:: PROBLEMS AND TASKS ::
a – Answer these questions using the forum thread below.
(i) In what does Walid say the function was written?
(ii) What value does the function give the title attribute?
(iii) What does scriptah suggest enabling?
b – Transcribe the stretch of the forum thread below from "As part of a" through "it very much.".

:: EXCERPTED PASSAGE ::
%%
Page 1 of 1

Modifying all specific links on a page

Posted: Mon Mar 17, 2008 8:53 am
by Walid
Hi all,

I'm new to the forum and have entered quite selfishly in the hope that someone can help.

As part of a site redesign, we are focusing a lot on usability & accessibility and one of the measures which we are taking is to provide more detailed information on external links (i.e. href).

So far, I've put together a javascript (jquery) function which does the following:

1. Goes through every link on a page and identifies the external ones.
2. Extracts the domain name and adds a title attribute with the value "External Link - http://www.domainname.com".
3. Adds an "external link" image at the end of the link using "external link" as the alt text.

I would now like to port this script over into PHP as there really is no need for the client machine to do this if our servers can. After all, it will offer them a faster download and what happens if they have javascript switched off.

If anyone can help me with this, I would appreciate it very much.

(I'm now off into the forums to see if I can help anyone else and earn some good karma.)

Re: Modifying all specific links on a page

Posted: Mon Mar 17, 2008 9:55 am
by scriptah
If you want to do the easy way, you could enable output buffer.
I wrote a simple skeleton so you can understand the idea.
%%
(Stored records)
%%
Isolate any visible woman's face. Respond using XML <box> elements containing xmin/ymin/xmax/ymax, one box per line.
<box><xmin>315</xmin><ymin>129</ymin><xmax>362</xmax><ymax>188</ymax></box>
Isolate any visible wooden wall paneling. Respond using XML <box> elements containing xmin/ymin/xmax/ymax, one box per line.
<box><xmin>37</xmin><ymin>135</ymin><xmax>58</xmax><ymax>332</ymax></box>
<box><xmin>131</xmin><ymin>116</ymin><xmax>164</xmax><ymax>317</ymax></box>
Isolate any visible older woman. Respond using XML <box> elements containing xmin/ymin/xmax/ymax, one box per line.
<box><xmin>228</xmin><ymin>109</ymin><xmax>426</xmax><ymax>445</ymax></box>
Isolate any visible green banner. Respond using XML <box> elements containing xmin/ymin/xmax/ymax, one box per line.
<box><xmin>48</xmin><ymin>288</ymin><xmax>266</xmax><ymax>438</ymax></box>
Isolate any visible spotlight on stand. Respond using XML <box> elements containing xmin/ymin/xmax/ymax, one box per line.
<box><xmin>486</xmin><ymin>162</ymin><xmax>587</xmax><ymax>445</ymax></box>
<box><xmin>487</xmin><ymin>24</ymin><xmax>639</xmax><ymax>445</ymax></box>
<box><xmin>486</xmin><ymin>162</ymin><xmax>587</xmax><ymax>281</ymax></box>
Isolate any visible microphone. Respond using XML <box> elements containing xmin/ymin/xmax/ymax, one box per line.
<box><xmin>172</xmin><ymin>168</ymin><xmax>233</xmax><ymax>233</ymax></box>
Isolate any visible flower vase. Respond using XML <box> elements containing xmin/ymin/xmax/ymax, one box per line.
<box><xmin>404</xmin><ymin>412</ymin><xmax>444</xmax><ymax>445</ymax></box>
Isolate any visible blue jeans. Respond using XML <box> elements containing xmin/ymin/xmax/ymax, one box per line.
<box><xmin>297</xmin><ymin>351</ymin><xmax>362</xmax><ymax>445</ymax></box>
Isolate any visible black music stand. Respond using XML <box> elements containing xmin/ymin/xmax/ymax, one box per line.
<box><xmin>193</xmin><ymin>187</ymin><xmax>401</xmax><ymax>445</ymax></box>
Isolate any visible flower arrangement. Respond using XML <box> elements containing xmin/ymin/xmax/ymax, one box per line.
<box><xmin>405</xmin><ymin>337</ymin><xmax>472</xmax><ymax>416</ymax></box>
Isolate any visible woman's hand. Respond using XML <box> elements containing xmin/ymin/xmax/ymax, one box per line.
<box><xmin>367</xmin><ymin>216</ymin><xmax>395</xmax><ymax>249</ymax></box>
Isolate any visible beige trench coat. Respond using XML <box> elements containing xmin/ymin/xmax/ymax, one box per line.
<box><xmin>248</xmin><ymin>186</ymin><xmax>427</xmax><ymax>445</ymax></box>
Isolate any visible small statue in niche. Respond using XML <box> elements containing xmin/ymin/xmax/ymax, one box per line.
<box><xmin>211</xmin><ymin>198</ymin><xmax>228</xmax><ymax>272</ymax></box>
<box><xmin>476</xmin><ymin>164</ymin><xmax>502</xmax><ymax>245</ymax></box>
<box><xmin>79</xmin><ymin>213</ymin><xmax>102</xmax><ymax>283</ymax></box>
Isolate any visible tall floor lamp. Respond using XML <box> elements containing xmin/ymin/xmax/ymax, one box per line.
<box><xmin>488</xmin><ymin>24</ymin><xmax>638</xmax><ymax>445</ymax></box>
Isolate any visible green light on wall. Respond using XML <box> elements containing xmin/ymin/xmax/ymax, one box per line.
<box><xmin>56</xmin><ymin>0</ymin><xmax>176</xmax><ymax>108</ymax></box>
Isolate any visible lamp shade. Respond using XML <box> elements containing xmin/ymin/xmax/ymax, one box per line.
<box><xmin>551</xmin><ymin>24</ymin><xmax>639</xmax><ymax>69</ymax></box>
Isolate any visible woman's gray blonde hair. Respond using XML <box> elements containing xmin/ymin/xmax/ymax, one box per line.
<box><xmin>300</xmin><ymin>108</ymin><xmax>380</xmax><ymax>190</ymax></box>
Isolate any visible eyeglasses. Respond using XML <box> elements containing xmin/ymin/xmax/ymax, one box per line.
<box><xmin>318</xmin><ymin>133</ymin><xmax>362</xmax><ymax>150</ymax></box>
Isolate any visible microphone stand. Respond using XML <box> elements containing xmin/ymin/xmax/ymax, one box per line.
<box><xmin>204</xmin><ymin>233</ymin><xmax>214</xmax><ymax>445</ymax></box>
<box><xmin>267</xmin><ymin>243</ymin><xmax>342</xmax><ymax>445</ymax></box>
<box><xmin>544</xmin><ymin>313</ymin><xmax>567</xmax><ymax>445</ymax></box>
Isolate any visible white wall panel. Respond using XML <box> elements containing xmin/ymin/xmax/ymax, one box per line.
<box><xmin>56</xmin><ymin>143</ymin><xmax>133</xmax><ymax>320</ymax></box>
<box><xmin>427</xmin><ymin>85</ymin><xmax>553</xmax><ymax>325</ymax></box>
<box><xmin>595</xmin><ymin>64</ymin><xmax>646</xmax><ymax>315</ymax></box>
%%
:: WRITTEN ANSWERS ::
a –
(i) Javascript (jquery)
(ii) "External Link - http://www.domainname.com"
(iii) Output buffer

b –
As part of a site redesign, we are focusing a lot on usability & accessibility and one of the measures which we are taking is to provide more detailed information on external links (i.e. href).

So far, I've put together a javascript (jquery) function which does the following:

1. Goes through every link on a page and identifies the external ones.
2. Extracts the domain name and adds a title attribute with the value "External Link - http://www.domainname.com".
3. Adds an "external link" image at the end of the link using "external link" as the alt text.

I would now like to port this script over into PHP as there really is no need for the client machine to do this if our servers can. After all, it will offer them a faster download and what happens if they have javascript switched off.

If anyone can help me with this, I would appreciate it very much.